'''

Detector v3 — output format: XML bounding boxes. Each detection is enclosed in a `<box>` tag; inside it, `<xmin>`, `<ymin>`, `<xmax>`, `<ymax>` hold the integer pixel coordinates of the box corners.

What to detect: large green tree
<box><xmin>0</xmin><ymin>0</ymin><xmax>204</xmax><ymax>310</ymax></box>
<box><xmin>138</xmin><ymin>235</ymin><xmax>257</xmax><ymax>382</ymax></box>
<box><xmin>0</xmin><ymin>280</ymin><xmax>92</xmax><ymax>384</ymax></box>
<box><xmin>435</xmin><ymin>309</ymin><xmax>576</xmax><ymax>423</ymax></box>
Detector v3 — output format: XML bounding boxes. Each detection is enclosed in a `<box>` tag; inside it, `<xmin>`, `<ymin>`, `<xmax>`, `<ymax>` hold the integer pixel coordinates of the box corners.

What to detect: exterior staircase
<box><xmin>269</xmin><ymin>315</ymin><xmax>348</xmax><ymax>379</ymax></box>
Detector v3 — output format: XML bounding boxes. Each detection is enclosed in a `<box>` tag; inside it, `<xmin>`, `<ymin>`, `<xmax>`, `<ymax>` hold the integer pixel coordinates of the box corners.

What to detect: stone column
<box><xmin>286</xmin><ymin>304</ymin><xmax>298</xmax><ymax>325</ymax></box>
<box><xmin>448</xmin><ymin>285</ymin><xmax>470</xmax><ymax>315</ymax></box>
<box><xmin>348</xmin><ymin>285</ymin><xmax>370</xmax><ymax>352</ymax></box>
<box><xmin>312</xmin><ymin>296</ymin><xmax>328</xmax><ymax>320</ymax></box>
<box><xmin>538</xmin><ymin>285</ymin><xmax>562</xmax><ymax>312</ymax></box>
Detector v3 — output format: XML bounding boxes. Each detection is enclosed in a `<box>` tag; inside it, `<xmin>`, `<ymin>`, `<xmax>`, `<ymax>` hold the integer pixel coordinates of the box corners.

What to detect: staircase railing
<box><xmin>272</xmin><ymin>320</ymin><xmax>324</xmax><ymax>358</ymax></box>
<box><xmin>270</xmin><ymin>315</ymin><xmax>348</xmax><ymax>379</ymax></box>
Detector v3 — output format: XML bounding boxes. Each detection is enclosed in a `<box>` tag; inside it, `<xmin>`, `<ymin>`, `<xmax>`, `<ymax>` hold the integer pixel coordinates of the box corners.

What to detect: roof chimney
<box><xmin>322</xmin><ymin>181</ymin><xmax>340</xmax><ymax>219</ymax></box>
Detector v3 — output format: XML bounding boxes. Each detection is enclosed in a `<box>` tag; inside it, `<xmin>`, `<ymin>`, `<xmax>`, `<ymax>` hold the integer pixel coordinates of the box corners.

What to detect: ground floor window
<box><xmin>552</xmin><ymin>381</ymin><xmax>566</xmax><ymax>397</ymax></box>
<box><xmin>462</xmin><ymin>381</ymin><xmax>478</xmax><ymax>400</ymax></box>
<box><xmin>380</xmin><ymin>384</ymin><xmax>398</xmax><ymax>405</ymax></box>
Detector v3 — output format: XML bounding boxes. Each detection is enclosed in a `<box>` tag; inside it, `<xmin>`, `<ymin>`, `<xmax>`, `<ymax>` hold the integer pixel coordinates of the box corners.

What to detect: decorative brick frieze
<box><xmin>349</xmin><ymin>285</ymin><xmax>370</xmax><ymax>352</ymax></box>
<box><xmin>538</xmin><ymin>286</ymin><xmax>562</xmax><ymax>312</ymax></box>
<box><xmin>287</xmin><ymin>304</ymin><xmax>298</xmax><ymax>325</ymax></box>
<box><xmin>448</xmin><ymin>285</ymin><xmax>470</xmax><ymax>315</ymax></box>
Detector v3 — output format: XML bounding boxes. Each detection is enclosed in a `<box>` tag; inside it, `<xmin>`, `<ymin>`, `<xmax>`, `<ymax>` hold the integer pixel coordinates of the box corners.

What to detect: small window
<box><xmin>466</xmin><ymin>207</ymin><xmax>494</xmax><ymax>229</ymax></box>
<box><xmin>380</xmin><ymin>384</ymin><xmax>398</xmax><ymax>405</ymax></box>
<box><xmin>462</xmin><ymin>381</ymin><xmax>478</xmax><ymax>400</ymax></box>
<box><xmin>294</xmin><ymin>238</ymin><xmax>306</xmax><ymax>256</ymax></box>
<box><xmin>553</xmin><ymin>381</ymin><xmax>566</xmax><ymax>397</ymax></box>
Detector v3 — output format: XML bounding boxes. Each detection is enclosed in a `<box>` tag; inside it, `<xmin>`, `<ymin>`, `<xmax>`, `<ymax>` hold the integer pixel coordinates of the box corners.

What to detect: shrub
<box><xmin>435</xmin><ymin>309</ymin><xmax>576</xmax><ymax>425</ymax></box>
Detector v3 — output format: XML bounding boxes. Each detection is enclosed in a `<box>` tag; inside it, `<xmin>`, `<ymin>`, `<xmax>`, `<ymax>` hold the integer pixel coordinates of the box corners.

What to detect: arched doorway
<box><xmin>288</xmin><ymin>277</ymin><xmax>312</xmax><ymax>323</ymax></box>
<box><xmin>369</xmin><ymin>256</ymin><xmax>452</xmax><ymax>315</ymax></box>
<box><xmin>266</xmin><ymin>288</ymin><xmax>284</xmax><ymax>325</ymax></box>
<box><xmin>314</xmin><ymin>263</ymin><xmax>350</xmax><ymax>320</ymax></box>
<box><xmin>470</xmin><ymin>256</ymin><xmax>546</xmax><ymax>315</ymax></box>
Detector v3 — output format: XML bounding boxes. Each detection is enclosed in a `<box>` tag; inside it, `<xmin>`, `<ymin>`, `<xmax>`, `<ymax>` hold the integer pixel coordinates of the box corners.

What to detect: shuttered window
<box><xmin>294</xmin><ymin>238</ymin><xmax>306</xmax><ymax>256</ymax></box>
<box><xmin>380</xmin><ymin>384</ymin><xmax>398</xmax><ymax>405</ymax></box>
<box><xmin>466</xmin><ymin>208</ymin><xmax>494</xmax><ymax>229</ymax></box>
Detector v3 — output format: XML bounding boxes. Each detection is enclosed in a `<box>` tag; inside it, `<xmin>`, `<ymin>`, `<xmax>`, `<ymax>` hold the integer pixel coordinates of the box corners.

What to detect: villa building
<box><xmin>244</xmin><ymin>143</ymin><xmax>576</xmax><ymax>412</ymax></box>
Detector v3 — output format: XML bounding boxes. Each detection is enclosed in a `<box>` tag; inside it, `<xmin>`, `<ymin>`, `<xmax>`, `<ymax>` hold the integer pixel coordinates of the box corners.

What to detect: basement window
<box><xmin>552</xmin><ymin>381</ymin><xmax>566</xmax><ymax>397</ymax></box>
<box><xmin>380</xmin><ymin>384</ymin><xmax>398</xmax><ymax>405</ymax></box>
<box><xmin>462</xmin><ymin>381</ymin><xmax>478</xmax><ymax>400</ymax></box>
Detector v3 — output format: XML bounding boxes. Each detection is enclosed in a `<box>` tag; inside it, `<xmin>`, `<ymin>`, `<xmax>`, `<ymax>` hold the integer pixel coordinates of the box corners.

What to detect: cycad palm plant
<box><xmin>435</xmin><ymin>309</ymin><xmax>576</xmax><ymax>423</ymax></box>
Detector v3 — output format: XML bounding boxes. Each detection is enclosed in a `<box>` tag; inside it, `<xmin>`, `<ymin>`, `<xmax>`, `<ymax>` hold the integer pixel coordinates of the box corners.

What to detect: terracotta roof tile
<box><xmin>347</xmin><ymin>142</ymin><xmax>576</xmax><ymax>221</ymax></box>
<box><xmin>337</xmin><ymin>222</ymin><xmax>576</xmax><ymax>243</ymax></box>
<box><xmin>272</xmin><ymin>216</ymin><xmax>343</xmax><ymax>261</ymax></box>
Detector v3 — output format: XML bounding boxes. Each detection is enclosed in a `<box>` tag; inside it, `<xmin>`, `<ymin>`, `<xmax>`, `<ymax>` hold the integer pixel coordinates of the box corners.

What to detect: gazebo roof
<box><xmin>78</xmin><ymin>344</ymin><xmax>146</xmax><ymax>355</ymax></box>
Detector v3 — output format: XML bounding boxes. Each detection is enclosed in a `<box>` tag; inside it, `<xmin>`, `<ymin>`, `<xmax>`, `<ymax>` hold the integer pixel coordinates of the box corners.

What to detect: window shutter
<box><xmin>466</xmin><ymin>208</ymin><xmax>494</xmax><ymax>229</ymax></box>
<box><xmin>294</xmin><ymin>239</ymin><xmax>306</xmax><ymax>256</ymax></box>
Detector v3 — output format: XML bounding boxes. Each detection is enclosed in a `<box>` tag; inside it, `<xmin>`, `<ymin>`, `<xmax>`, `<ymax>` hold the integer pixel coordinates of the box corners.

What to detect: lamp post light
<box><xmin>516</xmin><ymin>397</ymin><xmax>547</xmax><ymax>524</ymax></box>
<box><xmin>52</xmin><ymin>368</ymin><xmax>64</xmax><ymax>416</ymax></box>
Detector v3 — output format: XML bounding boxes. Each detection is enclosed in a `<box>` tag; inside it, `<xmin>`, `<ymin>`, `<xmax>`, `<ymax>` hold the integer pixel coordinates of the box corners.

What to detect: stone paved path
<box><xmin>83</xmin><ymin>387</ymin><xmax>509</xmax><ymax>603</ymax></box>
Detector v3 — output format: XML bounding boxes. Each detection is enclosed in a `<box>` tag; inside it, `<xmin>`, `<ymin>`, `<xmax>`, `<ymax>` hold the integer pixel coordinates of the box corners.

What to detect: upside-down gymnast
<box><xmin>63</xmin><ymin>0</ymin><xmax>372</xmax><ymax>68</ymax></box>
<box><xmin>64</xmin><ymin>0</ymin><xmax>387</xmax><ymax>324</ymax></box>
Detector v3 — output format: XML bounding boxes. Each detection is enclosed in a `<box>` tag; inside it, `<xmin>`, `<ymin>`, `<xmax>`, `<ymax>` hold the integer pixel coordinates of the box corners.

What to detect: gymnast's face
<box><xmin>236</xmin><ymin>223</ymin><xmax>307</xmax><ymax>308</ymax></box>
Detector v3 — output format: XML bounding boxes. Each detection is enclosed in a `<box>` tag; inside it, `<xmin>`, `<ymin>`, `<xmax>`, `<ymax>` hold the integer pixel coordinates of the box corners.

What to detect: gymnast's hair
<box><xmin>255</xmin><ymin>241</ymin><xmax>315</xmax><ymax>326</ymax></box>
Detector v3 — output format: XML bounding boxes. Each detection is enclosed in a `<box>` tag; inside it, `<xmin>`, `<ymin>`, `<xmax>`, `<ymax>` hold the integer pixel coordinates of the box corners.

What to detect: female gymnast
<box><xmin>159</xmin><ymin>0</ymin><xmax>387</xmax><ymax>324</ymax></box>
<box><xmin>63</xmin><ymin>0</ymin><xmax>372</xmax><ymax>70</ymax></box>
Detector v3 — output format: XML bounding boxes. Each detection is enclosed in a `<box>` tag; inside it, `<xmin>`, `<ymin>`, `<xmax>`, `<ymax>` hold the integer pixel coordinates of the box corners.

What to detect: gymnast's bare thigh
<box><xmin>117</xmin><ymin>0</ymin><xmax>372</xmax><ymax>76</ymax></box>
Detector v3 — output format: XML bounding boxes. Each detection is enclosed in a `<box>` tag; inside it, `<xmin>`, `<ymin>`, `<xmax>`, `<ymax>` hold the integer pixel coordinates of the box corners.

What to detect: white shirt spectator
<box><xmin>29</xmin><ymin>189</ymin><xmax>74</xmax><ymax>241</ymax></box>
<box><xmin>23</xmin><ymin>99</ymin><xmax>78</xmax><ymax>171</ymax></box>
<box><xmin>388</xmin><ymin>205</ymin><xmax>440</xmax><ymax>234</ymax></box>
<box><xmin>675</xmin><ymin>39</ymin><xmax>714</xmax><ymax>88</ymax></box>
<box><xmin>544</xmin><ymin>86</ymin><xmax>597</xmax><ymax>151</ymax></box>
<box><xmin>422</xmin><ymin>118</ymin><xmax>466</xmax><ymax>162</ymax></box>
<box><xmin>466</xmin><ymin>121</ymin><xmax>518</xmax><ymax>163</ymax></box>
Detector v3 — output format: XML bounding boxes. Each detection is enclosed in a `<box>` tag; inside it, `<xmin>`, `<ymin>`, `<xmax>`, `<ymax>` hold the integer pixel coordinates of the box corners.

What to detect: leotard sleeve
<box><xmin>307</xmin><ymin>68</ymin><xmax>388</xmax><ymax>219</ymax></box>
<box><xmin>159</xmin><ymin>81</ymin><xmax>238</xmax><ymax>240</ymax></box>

'''

**Exercise requirements**
Swap "corners" for "vertices" in the data from its first line through the line containing "What to detect: large green tree", both ends included. Give only those lines, otherwise unchanged.

**Response to the task**
Detector v3 — output format: XML bounding boxes. Each detection is enclosed in a `<box>` tag; inside it, `<xmin>`, `<ymin>`, `<xmax>`, `<ymax>` hold the integer pixel coordinates of the box vertices.

What to detect: large green tree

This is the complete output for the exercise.